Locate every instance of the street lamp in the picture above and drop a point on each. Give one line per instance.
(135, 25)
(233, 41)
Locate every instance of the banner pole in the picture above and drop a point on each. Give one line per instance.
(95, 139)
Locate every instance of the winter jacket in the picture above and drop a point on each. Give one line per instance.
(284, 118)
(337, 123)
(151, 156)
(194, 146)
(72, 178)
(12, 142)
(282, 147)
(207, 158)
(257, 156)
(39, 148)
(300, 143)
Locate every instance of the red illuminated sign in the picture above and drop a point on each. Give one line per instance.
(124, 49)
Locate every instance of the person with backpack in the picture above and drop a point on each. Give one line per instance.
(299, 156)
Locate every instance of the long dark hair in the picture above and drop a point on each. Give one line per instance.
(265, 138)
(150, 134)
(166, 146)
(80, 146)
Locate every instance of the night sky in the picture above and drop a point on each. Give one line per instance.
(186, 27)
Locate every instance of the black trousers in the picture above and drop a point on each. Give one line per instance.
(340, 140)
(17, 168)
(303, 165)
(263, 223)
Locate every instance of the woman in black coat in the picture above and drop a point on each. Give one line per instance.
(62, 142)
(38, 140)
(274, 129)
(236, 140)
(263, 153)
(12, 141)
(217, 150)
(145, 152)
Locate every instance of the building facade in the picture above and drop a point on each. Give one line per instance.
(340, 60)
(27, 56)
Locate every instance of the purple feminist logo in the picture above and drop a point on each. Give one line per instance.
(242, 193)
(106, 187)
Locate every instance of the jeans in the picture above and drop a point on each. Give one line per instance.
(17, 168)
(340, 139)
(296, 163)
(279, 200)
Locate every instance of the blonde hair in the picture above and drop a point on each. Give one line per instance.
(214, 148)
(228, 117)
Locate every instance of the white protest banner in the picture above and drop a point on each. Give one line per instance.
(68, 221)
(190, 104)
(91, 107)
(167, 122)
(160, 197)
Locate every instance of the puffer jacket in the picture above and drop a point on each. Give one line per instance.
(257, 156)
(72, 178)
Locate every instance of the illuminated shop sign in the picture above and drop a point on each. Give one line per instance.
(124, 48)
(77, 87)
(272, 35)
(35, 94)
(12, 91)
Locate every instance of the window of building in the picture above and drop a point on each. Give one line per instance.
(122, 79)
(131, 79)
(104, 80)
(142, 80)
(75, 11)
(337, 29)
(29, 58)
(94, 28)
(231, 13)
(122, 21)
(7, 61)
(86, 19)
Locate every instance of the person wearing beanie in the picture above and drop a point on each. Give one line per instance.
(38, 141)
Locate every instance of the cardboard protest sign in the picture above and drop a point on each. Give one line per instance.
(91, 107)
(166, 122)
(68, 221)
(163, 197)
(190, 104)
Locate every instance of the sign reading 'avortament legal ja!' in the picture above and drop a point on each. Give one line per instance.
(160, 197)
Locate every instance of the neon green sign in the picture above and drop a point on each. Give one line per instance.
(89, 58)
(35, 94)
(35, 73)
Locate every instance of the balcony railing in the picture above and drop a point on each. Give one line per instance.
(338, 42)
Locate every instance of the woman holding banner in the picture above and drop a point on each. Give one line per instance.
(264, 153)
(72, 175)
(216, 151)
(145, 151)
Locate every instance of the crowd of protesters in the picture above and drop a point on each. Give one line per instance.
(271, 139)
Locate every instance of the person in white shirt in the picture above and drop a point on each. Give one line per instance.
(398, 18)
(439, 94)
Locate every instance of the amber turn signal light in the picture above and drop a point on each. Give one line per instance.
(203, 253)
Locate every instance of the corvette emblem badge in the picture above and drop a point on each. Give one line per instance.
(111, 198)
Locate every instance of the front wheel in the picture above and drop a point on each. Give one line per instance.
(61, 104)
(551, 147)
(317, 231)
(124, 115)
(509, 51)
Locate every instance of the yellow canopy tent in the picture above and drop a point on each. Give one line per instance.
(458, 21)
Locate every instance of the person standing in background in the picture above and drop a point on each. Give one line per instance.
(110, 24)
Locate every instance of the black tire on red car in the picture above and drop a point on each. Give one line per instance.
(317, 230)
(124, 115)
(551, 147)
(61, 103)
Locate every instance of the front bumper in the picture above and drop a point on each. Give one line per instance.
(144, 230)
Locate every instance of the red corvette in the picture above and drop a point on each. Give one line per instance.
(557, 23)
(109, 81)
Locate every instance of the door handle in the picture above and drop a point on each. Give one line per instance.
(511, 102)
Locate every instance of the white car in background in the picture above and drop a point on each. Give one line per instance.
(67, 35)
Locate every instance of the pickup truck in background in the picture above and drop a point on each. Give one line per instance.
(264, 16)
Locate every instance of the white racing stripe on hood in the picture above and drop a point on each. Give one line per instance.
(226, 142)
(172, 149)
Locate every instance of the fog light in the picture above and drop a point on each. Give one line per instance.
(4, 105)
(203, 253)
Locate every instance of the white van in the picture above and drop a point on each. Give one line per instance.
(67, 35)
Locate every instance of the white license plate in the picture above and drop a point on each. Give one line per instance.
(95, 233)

■ **Direction**: Retype every one of the records above word for word, from first to last.

■ **Result of this task**:
Locate every instance of the street lamp in the picture above and drop a point on each. Give one line per instance.
(135, 25)
(233, 41)
Locate every instance of the banner pole in the picture above and drop a point on each. Give one line per instance.
(95, 139)
Locate every instance of the winter jacket in the picture above and drop a point on each. Give one line per instance.
(284, 118)
(337, 123)
(151, 156)
(194, 146)
(72, 178)
(12, 142)
(282, 147)
(207, 158)
(257, 156)
(39, 148)
(300, 143)
Locate every instance of the red illuminated sign in the picture above and drop a point on each. Give one line per instance.
(124, 49)
Locate every instance of the person with backpack in the picture above and drop a point on each. Give one line per instance.
(299, 156)
Locate every instance of the long dark hair in the picture above and drop a point on each. Give one line per instance.
(265, 138)
(150, 134)
(166, 146)
(80, 146)
Locate every instance of the night sky in the picture above and drop a point on each. Give one line per instance.
(186, 27)
Locate every instance of the black trousers in the picture above and drop a point on each. Give one line per instance.
(340, 140)
(17, 168)
(303, 165)
(263, 223)
Locate every instance of the woman in black coat in the picture above and drop a point on each. Give one line per instance.
(62, 142)
(38, 140)
(274, 129)
(236, 140)
(263, 153)
(12, 141)
(217, 150)
(145, 152)
Locate every instance of the building facade in the picture above and drop a point on each. Give one line per instance.
(340, 60)
(27, 56)
Locate every instance of the purple feminist logo in the picture above and drop a point on each. Give one line per instance.
(242, 193)
(106, 187)
Locate every instance of the jeans in the picture above and drop a point on each. Give one line per instance.
(17, 168)
(340, 139)
(296, 163)
(279, 200)
Locate every instance of the blonde hair in the picture above and drop a point on each. Give one line per instance.
(214, 148)
(228, 117)
Locate every instance of the white protest banner in the picture above and drop a point on each. Give one line per instance.
(68, 221)
(190, 104)
(91, 107)
(167, 122)
(160, 197)
Locate every instance of the puffer jacket in the picture above and drop a point on each. Give one line per instance.
(257, 156)
(72, 178)
Locate every instance of the illuminated shop sign in the picture above and drop a point on each. Give one line per instance.
(124, 48)
(77, 87)
(272, 35)
(35, 94)
(12, 91)
Locate every instance of the window of building in the picture above and drop a point on each. Give one line per instance.
(122, 79)
(131, 79)
(104, 80)
(142, 80)
(75, 11)
(337, 29)
(29, 58)
(94, 28)
(231, 13)
(122, 21)
(7, 61)
(86, 19)
Locate every instance of the person wearing beanie in the picture above and drop a point on each. Give one line per instance.
(38, 141)
Locate every instance of the cardboard protest sign in the picture above and drop a point on each. Give one line per instance.
(91, 107)
(166, 122)
(68, 221)
(163, 197)
(190, 104)
Locate every instance of the sign reading 'avortament legal ja!' in the picture above and drop a point on each. Give one line per instance.
(160, 197)
Locate every instance of the neon green sign in the picture above and drop a point on each. Give one line per instance.
(89, 58)
(35, 94)
(35, 73)
Locate every instance of the balcony railing in the picture above and drop a point on each. Give one line per instance.
(338, 42)
Locate every instance of the woman holding banner in the picture above and drop a point on each. Give one line per instance.
(264, 153)
(72, 175)
(216, 151)
(145, 151)
Locate every instance of the crowd of protesters in the picture above and drop a point on each. Give one line per instance.
(271, 139)
Locate every instance of the person in white shirt in the picture above and drop a point on each. Give one line per instance.
(398, 18)
(439, 94)
Locate every instance of the amber turn signal light in the picture above and drop a point on each. Give one line per instance.
(203, 253)
Locate every instance of the corvette emblem badge in the picture above and drop a point on each. Give one line per instance.
(111, 198)
Locate every instance of the front wheel in the picture above and drop a point on each. Give one line per instance.
(61, 104)
(551, 147)
(317, 231)
(124, 115)
(509, 51)
Locate every instance of the yellow canopy tent in the picture above and drop a point on each. Give one line per instance.
(458, 21)
Locate every instance of the person standing in background in the picture above and drop a point on each. Give one line per instance.
(110, 24)
Locate every instance of the black tire on red car in the picture above and drop a point on each. Give one line per instance.
(317, 230)
(124, 115)
(551, 147)
(61, 103)
Locate every instance of the front bumper in the picture above and drop a point on each. Give one line per instance.
(144, 230)
Locate every instance of the red corvette in the picture above and drop a point on each. Give one line per instance.
(557, 23)
(109, 81)
Locate every instance of the door handle in the picture above and drop a point on each. Give one line per instance.
(511, 102)
Locate every instance of the white car in background in the picture above and drop a point on each. Give one line per instance.
(67, 35)
Locate every instance of the pickup truck in background in the picture above and drop a point on each. Give one line per instance.
(264, 16)
Locate every instance of the white racing stripe on hood in the picture above and drop a point on each. Give one line per instance.
(226, 142)
(172, 149)
Locate every instance of the fog light in the picture above and drop a point on each. Give one line per instance.
(4, 105)
(203, 253)
Locate every instance of the white van in the picture above and drop a point on each. Give one line per instance.
(67, 35)
Locate every instance of the white license plate in the picture above and drop a point on each. Give one line per instance.
(95, 233)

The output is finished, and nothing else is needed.